> **What the task asks**
Reproduce only the lines from the line containing "Each instance of the boulder" to the end of the entries below, including both of those lines.

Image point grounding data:
____

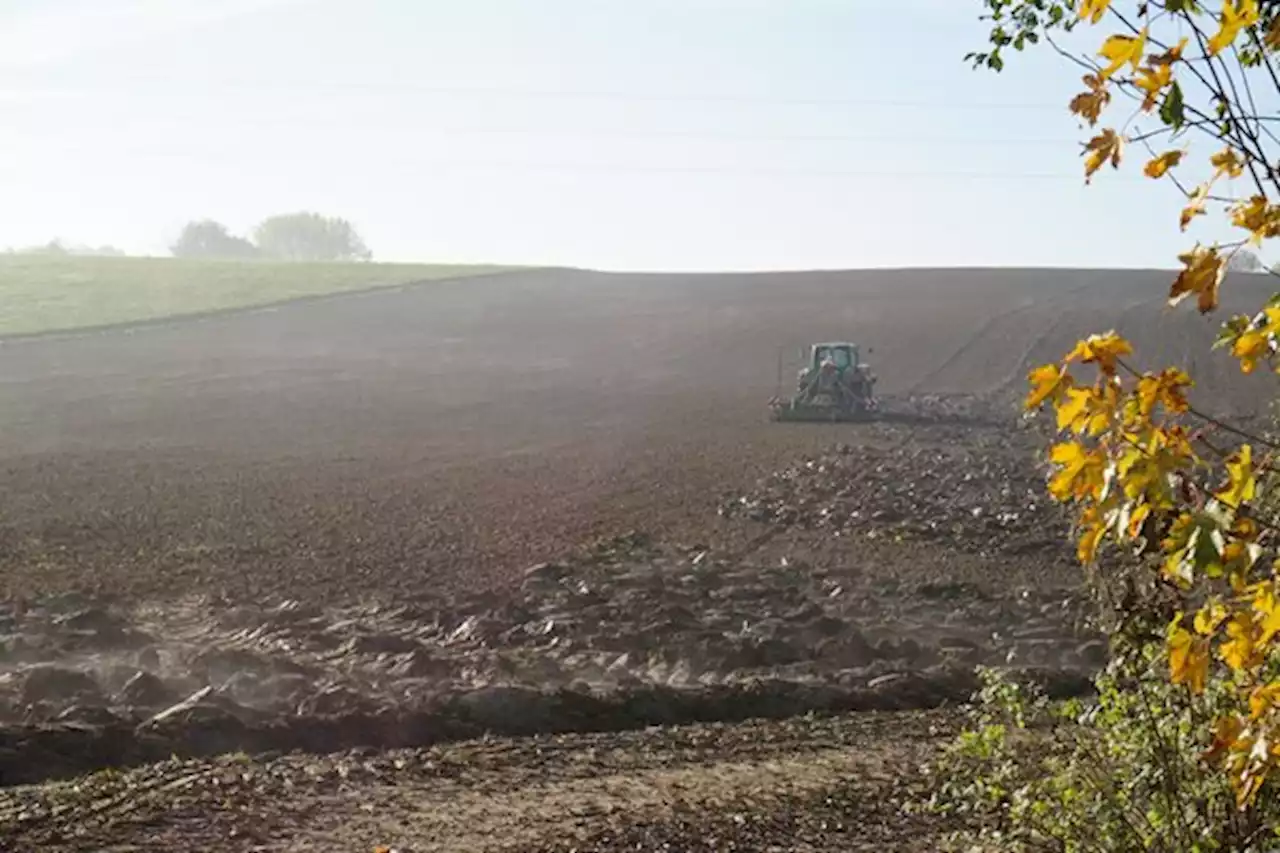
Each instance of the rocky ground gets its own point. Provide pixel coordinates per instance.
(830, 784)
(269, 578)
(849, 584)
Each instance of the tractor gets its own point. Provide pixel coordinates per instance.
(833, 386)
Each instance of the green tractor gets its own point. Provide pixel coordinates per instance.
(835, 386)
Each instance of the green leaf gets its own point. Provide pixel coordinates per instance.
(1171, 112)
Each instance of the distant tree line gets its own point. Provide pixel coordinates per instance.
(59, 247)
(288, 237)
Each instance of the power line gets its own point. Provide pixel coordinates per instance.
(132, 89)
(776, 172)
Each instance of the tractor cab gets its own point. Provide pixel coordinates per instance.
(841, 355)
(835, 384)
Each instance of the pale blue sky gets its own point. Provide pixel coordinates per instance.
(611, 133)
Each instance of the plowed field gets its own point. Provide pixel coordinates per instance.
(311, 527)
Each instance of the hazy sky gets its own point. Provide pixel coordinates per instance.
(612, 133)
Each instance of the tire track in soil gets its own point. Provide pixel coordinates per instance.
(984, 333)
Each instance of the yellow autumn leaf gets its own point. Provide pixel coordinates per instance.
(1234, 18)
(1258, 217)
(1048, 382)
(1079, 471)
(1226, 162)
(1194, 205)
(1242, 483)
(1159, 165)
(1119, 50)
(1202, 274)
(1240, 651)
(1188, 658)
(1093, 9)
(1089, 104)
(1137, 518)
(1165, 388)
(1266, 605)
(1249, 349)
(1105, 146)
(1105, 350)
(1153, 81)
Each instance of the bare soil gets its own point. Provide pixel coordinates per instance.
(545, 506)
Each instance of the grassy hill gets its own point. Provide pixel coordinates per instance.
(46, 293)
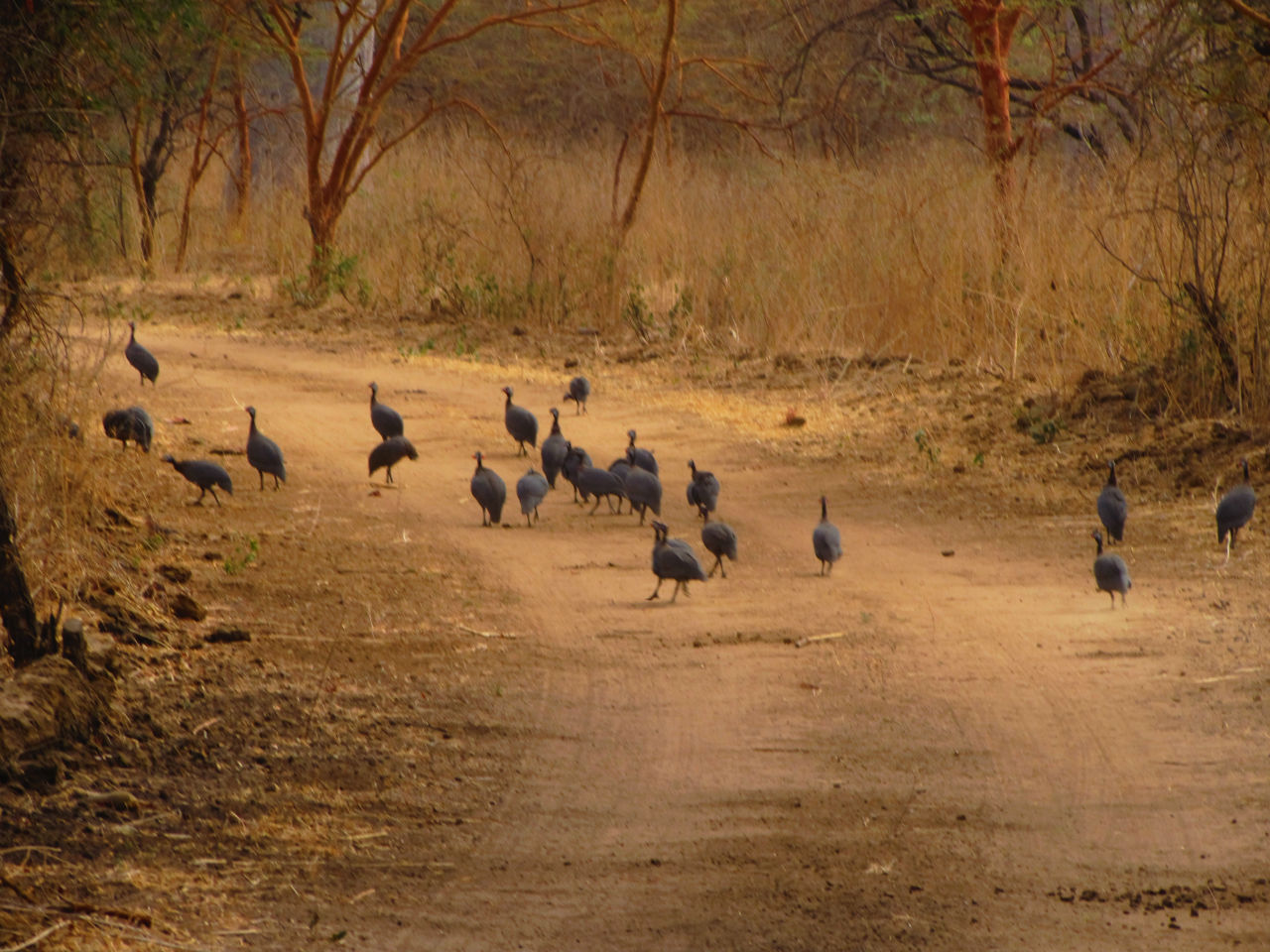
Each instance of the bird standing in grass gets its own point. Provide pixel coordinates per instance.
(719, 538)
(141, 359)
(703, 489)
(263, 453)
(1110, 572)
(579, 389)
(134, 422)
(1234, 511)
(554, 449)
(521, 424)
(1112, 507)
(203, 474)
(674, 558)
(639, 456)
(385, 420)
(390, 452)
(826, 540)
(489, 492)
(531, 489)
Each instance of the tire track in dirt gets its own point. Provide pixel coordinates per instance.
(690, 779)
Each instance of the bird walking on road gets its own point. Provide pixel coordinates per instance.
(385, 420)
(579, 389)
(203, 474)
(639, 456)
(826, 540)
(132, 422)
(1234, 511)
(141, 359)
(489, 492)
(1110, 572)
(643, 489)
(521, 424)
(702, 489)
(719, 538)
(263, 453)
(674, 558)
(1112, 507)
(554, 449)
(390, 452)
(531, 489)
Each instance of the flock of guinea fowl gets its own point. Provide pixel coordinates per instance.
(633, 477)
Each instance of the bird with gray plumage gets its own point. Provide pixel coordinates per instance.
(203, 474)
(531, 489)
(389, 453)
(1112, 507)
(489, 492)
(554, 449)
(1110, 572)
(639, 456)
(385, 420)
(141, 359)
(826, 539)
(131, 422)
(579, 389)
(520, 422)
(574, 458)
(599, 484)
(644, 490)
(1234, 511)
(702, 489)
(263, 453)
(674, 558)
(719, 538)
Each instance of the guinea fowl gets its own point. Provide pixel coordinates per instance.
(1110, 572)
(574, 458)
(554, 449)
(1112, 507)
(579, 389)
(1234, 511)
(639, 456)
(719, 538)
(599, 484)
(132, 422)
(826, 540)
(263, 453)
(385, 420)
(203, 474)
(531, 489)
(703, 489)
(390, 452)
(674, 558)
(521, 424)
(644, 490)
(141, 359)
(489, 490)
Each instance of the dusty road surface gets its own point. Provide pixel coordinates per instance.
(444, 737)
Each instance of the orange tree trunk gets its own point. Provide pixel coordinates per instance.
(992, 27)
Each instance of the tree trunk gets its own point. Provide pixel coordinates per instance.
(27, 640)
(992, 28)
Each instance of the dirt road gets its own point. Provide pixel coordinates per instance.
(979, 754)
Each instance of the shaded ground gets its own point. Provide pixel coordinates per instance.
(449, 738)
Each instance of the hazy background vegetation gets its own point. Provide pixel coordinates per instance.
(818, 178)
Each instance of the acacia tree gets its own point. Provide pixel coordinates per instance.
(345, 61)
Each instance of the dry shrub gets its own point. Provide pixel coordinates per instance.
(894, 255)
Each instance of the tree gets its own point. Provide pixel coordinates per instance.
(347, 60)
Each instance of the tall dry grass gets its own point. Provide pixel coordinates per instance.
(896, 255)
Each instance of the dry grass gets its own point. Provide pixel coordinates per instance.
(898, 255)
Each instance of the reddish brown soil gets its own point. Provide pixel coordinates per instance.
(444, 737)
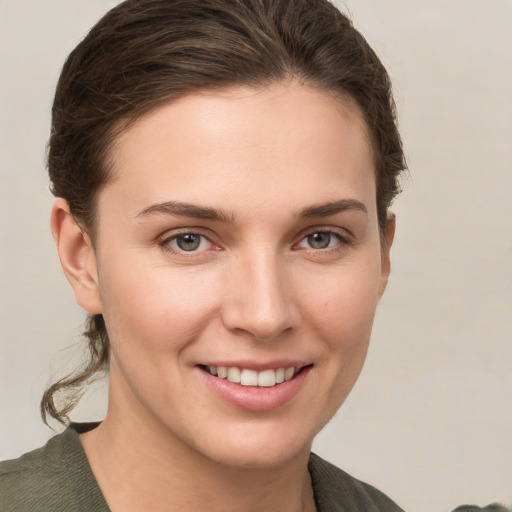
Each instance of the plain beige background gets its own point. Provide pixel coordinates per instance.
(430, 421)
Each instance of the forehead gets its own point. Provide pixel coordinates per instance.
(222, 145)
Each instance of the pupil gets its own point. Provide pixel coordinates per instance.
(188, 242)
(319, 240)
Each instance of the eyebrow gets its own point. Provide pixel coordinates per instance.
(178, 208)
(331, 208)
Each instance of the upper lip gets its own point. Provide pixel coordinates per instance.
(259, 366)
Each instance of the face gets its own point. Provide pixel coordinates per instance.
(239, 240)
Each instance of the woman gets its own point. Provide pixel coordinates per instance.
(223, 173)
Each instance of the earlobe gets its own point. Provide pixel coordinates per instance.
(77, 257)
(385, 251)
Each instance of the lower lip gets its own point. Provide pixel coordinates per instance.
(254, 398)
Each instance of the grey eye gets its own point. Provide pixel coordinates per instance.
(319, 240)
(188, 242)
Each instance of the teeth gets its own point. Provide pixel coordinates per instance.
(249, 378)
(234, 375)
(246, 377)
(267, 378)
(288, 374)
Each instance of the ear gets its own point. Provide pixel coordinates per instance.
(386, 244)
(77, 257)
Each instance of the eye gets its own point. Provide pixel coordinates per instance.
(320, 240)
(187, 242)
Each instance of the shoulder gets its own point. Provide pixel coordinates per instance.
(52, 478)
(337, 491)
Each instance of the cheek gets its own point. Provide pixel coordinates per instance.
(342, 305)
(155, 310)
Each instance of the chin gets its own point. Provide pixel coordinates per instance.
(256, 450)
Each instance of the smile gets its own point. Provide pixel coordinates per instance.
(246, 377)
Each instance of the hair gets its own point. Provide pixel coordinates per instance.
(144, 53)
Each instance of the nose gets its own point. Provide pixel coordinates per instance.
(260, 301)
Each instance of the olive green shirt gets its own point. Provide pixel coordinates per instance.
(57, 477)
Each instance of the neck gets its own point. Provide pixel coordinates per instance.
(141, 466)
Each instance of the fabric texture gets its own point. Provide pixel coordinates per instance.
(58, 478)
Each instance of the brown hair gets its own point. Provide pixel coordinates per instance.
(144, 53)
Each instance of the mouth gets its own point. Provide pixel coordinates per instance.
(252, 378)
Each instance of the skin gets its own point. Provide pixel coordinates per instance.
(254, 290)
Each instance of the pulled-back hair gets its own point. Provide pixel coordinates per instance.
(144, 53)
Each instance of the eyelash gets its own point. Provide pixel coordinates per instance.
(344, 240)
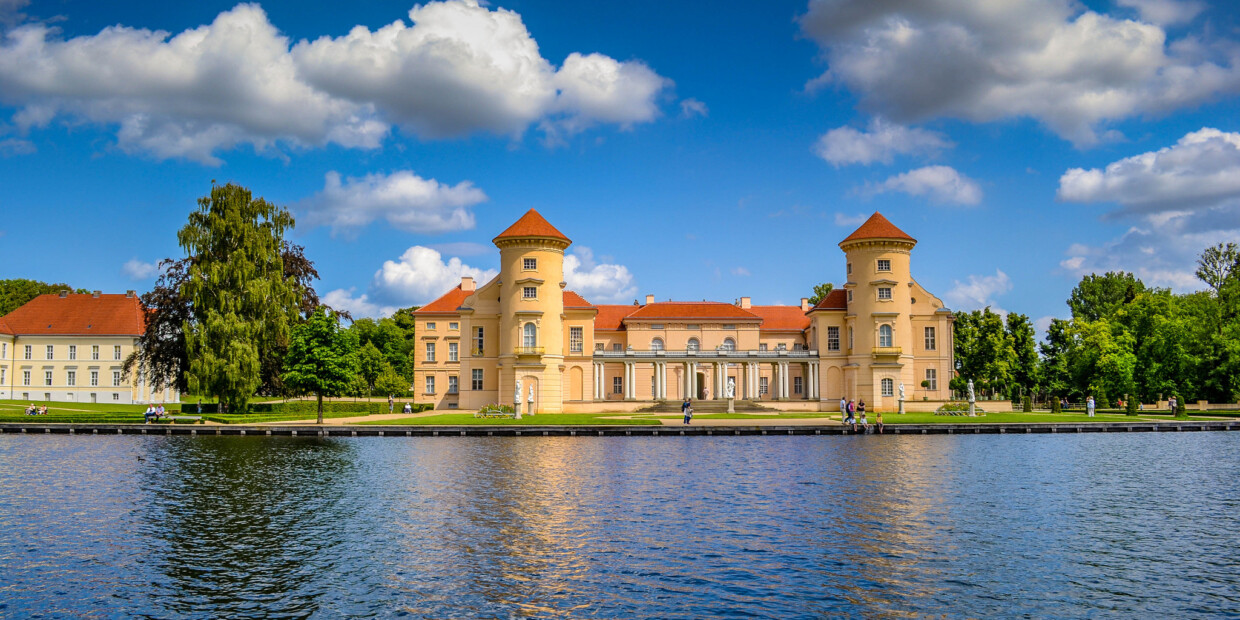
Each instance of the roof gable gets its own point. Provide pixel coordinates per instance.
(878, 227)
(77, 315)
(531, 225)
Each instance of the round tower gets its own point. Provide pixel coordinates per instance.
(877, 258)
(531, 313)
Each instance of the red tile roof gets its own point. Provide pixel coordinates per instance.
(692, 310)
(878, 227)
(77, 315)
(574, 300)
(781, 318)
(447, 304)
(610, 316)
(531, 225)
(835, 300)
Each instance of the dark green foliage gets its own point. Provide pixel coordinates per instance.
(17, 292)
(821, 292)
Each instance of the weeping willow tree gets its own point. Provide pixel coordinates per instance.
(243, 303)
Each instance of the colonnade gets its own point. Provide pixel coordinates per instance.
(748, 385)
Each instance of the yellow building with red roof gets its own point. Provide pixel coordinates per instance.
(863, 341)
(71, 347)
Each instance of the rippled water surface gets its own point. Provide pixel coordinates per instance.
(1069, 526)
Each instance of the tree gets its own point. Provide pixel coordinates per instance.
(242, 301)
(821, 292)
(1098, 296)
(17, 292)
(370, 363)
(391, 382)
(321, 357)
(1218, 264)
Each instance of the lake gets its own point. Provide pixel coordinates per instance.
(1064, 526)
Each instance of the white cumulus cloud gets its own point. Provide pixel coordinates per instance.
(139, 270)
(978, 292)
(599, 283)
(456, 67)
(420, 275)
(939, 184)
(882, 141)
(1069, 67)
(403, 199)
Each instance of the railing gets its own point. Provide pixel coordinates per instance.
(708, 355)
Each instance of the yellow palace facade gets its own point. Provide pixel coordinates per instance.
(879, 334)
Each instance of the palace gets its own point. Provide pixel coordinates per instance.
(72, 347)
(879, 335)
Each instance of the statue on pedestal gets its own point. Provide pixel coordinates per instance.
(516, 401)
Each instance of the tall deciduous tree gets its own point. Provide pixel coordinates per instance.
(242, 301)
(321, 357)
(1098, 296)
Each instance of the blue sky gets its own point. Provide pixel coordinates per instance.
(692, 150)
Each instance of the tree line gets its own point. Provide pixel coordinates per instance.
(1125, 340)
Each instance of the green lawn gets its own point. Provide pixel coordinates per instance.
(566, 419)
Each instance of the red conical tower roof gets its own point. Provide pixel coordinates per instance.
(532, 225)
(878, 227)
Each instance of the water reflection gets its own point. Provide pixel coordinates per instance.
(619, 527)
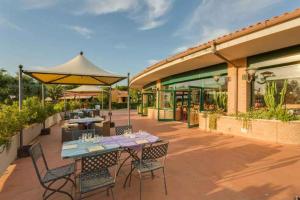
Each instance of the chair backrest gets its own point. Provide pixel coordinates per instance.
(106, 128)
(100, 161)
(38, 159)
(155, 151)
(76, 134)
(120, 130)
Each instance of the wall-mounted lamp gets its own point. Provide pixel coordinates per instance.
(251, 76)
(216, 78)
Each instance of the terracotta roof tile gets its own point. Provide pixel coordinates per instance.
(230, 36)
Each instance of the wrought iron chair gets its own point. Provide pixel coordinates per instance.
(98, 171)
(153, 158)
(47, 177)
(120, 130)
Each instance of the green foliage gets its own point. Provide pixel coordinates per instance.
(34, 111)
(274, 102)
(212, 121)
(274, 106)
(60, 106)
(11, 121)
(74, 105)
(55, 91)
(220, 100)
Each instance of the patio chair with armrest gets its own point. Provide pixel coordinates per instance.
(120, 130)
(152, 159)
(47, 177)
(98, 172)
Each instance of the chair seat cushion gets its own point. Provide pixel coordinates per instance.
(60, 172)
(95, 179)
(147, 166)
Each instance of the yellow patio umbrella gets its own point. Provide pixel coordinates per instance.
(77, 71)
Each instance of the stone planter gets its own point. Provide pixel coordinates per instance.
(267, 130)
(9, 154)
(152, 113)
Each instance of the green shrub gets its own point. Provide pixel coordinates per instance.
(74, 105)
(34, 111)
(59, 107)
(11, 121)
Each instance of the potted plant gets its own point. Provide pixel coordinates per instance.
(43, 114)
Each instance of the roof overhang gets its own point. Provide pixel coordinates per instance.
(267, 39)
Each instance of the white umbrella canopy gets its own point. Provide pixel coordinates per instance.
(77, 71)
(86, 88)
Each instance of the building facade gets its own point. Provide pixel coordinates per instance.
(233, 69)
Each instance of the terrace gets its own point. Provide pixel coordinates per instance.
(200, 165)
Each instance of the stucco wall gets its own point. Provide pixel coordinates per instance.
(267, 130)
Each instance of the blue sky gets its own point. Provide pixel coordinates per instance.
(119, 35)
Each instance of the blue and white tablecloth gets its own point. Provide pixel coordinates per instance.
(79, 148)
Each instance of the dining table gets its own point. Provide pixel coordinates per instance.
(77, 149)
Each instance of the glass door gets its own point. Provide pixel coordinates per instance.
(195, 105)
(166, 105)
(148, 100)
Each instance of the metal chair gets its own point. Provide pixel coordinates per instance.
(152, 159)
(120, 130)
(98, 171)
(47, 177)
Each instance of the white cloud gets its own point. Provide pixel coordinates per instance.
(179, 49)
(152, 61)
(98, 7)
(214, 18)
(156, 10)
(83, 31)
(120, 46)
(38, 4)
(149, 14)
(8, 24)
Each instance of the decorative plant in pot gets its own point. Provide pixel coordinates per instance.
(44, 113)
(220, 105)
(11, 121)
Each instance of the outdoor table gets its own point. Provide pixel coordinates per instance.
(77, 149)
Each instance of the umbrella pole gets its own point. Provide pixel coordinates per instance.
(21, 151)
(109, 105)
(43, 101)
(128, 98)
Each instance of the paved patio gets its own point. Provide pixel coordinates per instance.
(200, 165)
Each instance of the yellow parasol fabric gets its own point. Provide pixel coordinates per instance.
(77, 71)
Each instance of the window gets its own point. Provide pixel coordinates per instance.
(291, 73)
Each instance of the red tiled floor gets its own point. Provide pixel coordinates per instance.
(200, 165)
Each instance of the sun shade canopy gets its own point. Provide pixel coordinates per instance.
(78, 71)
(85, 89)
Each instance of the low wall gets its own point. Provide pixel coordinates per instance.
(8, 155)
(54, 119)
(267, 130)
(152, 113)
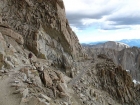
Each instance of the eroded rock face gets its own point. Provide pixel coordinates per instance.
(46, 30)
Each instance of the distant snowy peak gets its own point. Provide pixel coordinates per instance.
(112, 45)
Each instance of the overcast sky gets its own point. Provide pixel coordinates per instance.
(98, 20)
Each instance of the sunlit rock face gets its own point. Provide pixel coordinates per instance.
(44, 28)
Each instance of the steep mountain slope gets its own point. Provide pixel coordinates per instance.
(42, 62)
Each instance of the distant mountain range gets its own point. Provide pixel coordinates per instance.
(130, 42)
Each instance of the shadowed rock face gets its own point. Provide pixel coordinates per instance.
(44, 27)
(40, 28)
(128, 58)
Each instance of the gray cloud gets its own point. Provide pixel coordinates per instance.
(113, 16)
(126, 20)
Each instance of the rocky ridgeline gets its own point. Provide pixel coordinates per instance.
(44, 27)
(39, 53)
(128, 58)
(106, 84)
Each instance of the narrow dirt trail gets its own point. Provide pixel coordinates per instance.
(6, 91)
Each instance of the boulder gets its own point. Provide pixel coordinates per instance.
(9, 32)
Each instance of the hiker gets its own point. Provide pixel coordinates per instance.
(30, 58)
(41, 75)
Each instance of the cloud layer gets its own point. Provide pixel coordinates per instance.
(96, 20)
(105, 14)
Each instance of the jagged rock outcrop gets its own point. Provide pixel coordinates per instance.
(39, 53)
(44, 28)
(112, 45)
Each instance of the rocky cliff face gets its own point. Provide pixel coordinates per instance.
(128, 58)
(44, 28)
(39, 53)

____

> **Exercise result**
Each instance of the boulder gets its own point. Provide pixel coordinates per instance.
(9, 32)
Each instance of the hiker gets its own point. Provide pixel coordinates per instance.
(30, 58)
(41, 75)
Each instance of the cloud layer gets its own point. Provide pixel coordinates per instance.
(96, 20)
(105, 14)
Each instance of the jagged rock outcrop gets its own point. Provide pixel coordinates per instance.
(39, 53)
(44, 28)
(112, 45)
Each instance of the rocky cliff face gets its own point. Provide pixel coordinates per instance.
(128, 58)
(44, 28)
(39, 53)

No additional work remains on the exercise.